* BEGIN *
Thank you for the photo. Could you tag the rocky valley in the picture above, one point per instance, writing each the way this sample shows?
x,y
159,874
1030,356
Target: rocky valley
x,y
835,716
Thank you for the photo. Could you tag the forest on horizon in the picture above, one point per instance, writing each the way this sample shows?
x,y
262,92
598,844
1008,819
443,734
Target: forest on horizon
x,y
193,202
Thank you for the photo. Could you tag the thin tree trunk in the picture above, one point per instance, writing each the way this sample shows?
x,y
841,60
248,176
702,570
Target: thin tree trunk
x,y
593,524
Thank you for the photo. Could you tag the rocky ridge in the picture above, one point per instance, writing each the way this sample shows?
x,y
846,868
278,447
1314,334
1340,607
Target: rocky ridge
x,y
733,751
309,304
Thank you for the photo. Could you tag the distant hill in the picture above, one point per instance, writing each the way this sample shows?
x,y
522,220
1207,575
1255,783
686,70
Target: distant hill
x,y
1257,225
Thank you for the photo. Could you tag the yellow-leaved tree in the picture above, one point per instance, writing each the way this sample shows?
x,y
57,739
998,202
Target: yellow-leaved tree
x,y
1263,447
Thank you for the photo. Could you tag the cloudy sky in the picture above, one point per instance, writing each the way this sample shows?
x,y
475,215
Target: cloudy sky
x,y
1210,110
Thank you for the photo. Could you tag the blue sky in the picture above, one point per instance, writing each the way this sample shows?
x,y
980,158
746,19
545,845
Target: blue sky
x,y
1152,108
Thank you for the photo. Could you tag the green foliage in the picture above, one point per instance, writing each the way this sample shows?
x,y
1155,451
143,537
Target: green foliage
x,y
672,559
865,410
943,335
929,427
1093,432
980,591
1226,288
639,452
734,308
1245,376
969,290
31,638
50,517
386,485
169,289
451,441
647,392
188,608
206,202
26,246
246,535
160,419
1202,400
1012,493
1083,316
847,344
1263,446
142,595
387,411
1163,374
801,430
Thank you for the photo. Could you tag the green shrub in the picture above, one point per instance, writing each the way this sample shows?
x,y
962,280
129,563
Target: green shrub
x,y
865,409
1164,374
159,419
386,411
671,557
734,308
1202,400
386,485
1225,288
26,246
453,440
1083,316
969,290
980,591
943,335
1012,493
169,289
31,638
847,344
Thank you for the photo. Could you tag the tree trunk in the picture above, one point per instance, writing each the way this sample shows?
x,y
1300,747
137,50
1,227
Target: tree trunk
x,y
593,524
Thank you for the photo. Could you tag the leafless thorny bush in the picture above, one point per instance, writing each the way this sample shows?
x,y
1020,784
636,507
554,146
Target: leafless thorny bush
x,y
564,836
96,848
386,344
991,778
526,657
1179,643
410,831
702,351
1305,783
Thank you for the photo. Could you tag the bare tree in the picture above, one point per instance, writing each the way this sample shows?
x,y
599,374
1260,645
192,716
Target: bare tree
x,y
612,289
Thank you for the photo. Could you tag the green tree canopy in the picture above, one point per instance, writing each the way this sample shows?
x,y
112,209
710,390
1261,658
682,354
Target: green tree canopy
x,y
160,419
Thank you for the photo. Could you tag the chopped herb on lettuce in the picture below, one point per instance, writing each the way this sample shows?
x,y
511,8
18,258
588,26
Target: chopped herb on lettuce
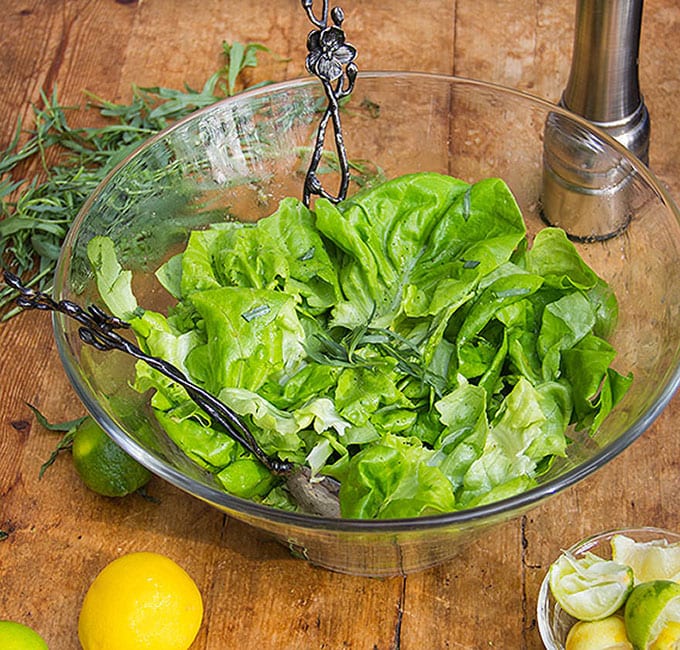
x,y
406,341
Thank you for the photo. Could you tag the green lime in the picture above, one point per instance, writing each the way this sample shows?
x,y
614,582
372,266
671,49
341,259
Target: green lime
x,y
652,615
16,636
655,560
102,465
589,587
606,634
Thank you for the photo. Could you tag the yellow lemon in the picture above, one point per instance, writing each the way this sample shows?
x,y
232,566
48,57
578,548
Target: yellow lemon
x,y
669,638
102,465
655,560
605,634
141,601
16,636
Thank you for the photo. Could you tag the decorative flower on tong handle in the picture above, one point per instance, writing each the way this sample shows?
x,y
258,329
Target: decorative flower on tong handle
x,y
331,59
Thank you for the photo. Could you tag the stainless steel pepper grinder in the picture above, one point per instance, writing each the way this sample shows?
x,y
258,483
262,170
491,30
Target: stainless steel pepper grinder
x,y
585,185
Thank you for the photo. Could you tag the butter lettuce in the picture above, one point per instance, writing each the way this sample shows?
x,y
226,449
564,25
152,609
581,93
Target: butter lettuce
x,y
408,342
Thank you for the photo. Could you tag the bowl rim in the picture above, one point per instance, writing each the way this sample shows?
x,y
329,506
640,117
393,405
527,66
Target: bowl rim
x,y
495,511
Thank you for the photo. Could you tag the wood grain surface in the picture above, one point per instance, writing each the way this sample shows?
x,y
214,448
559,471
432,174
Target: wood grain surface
x,y
256,595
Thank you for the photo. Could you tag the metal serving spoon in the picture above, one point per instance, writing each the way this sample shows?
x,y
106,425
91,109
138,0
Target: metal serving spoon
x,y
318,496
331,59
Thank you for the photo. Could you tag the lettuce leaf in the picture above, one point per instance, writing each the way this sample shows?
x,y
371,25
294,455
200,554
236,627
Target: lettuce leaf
x,y
408,341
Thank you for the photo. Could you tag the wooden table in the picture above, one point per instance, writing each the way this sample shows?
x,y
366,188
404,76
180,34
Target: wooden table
x,y
256,595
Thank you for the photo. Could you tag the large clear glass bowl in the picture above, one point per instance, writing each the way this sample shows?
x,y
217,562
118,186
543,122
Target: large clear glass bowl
x,y
238,158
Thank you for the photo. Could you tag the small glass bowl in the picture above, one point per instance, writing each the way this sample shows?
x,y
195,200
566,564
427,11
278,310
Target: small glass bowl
x,y
553,622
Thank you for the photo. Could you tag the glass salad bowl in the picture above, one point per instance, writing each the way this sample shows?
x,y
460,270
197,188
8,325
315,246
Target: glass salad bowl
x,y
235,161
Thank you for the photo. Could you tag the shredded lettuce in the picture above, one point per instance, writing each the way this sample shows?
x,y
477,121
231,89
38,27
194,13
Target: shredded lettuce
x,y
407,341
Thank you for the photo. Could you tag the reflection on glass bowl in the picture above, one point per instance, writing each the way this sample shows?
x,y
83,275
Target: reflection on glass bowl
x,y
237,159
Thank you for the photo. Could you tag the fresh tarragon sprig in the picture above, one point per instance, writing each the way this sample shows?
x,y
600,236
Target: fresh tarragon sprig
x,y
48,170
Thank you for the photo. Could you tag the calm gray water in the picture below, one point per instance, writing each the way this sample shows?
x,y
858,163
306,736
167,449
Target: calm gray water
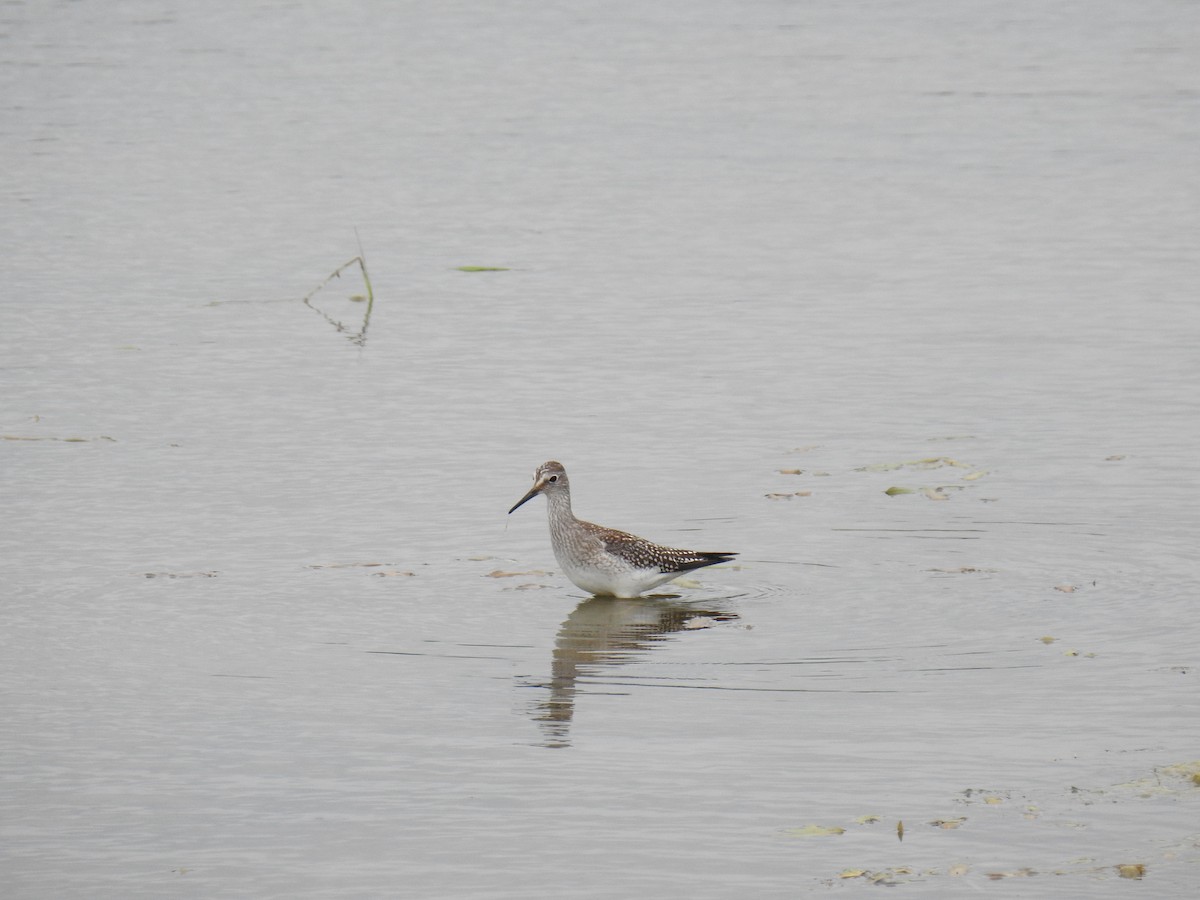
* END *
TASK REQUIREMENTS
Go through the listing above and write it all out exactly, leaving out any picture.

EXERCISE SOLUTION
Thank you for the photo. Could you tag the rocky valley in the picture above, one point per instance, writing each the way this sample shows?
x,y
159,874
1030,356
Target: rocky valley
x,y
835,716
Thank you for the photo. Could you tag the forest on horizon in the picture above, one point per instance, writing each the way this sample shows?
x,y
262,92
598,844
1008,819
443,734
Target: forest on horizon
x,y
193,202
Thank you for the photo. Could you tag the thin tree trunk in the picture above, one point per instance, writing each the way this sample shows?
x,y
841,60
248,176
702,570
Target: thin tree trunk
x,y
593,524
Thank you for the photo. Could you tag the rocky ridge in the picture above, one point per instance, writing each the way this sample shows?
x,y
846,868
278,447
1314,334
1340,607
Target: rocky ridge
x,y
733,751
309,304
Thank you for the photo. Could you tag the distant hill in the picture above, one point per instance, writing each the way this sample shows?
x,y
522,220
1207,575
1255,783
686,70
Target: distant hill
x,y
1257,225
Thank you for the photo. Could you tag the yellow-leaved tree in the picture above, one point per instance, writing each the way this sample shows?
x,y
57,739
998,202
Target: yellow-leaved tree
x,y
1263,447
Thank you for the photo. Could you tag the cloudy sky in the picture above, one point per instance, writing each the way this sample shows?
x,y
475,215
Target: cloudy sky
x,y
1210,110
Thank you for the photo. Could you tag the blue sky in the picture above, one point per instance, writing each the way this sample shows?
x,y
980,158
746,19
545,845
Target: blue sky
x,y
1152,108
Thank you for the photo. Could you tag the green foliage in the picture above, one point per instance, writing each the way this sample shows?
x,y
1155,451
143,537
Target: green foliage
x,y
672,559
865,410
943,335
929,427
1093,432
980,591
1226,288
639,452
734,308
1245,376
969,290
31,638
50,517
386,485
169,289
451,441
647,392
188,608
206,202
26,246
246,535
160,419
1202,400
1012,493
1083,316
847,344
1263,446
142,595
387,411
1163,374
801,430
Thank you for the photo. Could you tag the green shrub in the picture above, one point per instance, writing each the way this sample shows?
x,y
962,280
129,563
Target: green shrub
x,y
865,409
1164,374
159,419
386,411
671,557
734,308
1202,400
386,485
1225,288
26,246
453,440
1083,316
969,290
980,591
943,335
1012,493
169,289
31,638
847,344
Thank you for the photo. Could you tag the tree trunk in the picture above, one point per instance, writing each the way this sample shows?
x,y
1300,747
137,50
1,227
Target: tree trunk
x,y
593,524
Thank you for the photo. Could you tag the leafless thorny bush in the picture above, one point per instance, writing each the way this sample shows?
x,y
1020,784
636,507
554,146
Target: leafless thorny bush
x,y
564,836
96,848
386,344
991,778
526,657
1179,643
410,831
702,351
1305,783
Thank you for the photo. Could you tag the bare tree in the picture above, one point per instance, writing each the way this sample shows?
x,y
599,374
1260,645
192,716
Target: bare tree
x,y
612,289
Thank you for the photo. Could you tag the green tree canopy in the picture above, one point per instance, writing each the way this sample shows?
x,y
112,209
710,390
1261,658
682,354
Target: green tree canopy
x,y
160,419
Thank you for the photo. Could you tag the chopped herb on lettuce in the picture below, one point per instance, writing each the way this sample shows?
x,y
511,8
18,258
588,26
Target: chopped herb on lettuce
x,y
406,341
Thank you for the photo. Could you tag the green lime in the picture above, one point per instance, writing each the way this sample shows?
x,y
614,582
372,266
671,49
341,259
Target: green lime
x,y
652,615
16,636
655,560
102,465
589,587
606,634
Thank you for the photo. Could you tag the yellow lemon in the picture above, one point per instance, writing each the way this sample shows?
x,y
232,566
48,57
578,548
Target: yellow lemon
x,y
669,638
102,465
655,560
605,634
141,601
16,636
Thank you for the photo. Could you tag the decorative flower on tong handle in the picture above, one point per instance, writing each the way this sample shows?
x,y
258,329
Target: decorative flower on tong handle
x,y
331,59
Thank you for the photo. Could you tag the stainless steel pepper grinder in the picture above, one point per instance, writing each the way this sample shows?
x,y
258,483
262,170
491,30
Target: stainless steel pepper grinder
x,y
585,185
Thank you for the photo. Could you tag the butter lettuce in the picture above, one point per instance, writing each the way this sample shows?
x,y
226,449
564,25
152,609
581,93
Target: butter lettuce
x,y
408,342
Thank you for the photo. Could you tag the bowl rim in the picture above, one point per instance, writing each the way this sample shows?
x,y
329,506
640,117
393,405
527,66
Target: bowl rim
x,y
495,511
Thank you for the photo. Could you tag the wood grain surface in the picture above, one point per instance, writing each the way this sample shows?
x,y
214,448
559,471
432,174
Target: wood grain surface
x,y
256,595
Thank you for the photo. Could you tag the metal serving spoon in the picture above, one point per instance, writing each the way this sample shows?
x,y
106,425
91,109
138,0
Target: metal serving spoon
x,y
318,496
331,59
Thank you for the photo. Could you tag the lettuce leaf in the picture above, one point per instance, writing each the way this sample shows?
x,y
371,25
294,455
200,554
236,627
Target: lettuce leaf
x,y
408,341
Thank you for the photo. Could you tag the wooden table in the picture above, one point per instance, writing each the way this sample shows?
x,y
366,188
404,76
180,34
Target: wooden table
x,y
256,595
Thank you for the photo. Could you tag the large clear glass bowl in the picture above, one point per instance, writing each the way this sample shows?
x,y
217,562
118,186
543,122
Target: large clear glass bowl
x,y
238,158
Thank you for the photo. Could you tag the small glass bowl in the picture above, one point per instance, writing each the way this sample shows?
x,y
195,200
566,564
427,11
278,310
Target: small glass bowl
x,y
553,622
Thank you for the photo. Could you tag the glass salad bowl in the picture above, one point per instance, writing each the way this sample shows?
x,y
460,270
197,188
8,325
315,246
Target: glass salad bowl
x,y
235,161
Thank you for the photo. Could you tag the shredded lettuce in the picture above, one point per instance, writing each the way this sample shows?
x,y
477,121
231,89
38,27
194,13
Target: shredded lettuce
x,y
407,341
Thank you for the photo. Could you tag the reflection on glass bowl in the picture above, one point per instance, writing each the way this sample shows?
x,y
83,275
Target: reflection on glass bowl
x,y
237,159
Thank you for the photo. Could you tag the fresh tarragon sprig in the picture above, one point per instance, writing each the way this sample shows?
x,y
600,236
Target: fresh tarragon sprig
x,y
48,170
Thank you for the photo. Could you tag the calm gray water in the picture below, one point per instance, writing each the way this sample shows?
x,y
858,163
306,736
167,449
Target: calm gray water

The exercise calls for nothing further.